• _Work order_
For the entries below, report every line that includes the word "spare".

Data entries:
______________________________
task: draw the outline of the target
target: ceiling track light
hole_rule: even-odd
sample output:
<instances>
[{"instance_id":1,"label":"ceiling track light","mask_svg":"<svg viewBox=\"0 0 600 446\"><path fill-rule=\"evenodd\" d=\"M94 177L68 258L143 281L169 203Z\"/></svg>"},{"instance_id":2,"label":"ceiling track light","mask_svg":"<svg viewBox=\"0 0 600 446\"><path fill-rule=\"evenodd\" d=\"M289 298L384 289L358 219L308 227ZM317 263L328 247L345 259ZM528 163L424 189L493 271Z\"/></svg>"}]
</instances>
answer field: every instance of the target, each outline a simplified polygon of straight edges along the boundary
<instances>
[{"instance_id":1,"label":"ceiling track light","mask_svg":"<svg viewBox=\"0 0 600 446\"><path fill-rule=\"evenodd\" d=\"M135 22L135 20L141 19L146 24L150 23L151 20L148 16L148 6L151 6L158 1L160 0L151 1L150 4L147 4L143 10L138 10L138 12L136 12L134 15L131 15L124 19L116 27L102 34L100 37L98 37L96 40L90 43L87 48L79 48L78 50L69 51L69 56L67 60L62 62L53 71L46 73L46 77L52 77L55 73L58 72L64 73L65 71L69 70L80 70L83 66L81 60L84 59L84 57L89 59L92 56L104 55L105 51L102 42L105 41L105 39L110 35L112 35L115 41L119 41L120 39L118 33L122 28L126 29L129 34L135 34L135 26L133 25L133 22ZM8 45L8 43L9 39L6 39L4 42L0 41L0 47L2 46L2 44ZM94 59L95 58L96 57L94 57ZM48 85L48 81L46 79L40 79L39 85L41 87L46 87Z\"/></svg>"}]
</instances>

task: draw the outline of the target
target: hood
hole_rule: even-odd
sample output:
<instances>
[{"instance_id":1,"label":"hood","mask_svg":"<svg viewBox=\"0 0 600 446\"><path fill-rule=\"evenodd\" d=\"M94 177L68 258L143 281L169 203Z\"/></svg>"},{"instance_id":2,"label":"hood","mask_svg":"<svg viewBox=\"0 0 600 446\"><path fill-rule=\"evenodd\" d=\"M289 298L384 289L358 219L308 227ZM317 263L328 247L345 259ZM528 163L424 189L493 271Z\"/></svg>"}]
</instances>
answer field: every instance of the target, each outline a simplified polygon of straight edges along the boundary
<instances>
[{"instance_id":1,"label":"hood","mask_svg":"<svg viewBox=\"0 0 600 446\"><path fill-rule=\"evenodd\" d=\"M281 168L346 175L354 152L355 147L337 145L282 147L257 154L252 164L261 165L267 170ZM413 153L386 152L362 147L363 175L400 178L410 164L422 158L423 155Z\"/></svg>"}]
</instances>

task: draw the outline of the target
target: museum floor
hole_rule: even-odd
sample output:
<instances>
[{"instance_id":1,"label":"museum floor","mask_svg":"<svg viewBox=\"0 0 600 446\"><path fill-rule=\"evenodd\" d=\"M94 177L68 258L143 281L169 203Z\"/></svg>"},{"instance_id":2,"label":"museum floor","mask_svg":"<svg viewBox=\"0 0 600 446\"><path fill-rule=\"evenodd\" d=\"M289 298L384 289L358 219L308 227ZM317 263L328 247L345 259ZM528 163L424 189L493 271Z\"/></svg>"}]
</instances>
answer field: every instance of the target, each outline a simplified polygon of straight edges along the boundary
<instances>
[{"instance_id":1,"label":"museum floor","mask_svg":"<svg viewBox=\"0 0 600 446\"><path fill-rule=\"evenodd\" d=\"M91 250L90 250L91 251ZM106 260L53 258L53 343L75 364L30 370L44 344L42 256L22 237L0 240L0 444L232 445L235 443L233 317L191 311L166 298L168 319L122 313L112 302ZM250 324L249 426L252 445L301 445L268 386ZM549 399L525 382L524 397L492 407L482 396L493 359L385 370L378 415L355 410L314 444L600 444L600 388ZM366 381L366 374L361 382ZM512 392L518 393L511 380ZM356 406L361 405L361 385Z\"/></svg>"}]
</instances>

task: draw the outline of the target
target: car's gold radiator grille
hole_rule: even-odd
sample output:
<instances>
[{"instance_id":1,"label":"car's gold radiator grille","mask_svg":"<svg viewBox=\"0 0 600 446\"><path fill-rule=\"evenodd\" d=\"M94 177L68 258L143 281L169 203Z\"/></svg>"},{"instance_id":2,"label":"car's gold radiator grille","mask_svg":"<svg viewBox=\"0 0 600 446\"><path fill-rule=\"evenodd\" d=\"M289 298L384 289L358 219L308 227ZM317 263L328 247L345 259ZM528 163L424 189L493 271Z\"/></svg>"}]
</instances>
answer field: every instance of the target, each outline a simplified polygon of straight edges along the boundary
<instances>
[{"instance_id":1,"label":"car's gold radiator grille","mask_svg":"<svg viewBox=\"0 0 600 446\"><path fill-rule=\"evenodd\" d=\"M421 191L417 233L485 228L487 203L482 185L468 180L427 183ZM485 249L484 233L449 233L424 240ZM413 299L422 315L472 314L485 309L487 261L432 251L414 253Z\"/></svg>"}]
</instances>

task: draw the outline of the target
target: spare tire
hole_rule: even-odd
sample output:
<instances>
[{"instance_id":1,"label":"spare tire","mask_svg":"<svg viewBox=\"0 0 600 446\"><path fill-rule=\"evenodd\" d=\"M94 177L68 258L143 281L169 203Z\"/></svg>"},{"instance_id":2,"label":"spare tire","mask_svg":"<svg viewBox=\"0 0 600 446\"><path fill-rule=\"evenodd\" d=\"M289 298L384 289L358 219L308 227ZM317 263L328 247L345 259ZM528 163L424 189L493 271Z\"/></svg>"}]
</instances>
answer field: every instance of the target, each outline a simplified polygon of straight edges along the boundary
______________________________
• _Result for this task_
target: spare tire
[{"instance_id":1,"label":"spare tire","mask_svg":"<svg viewBox=\"0 0 600 446\"><path fill-rule=\"evenodd\" d=\"M94 177L68 258L143 281L169 203Z\"/></svg>"},{"instance_id":2,"label":"spare tire","mask_svg":"<svg viewBox=\"0 0 600 446\"><path fill-rule=\"evenodd\" d=\"M289 298L384 289L358 219L308 227ZM317 263L328 247L345 259ZM528 163L424 189L493 271Z\"/></svg>"}]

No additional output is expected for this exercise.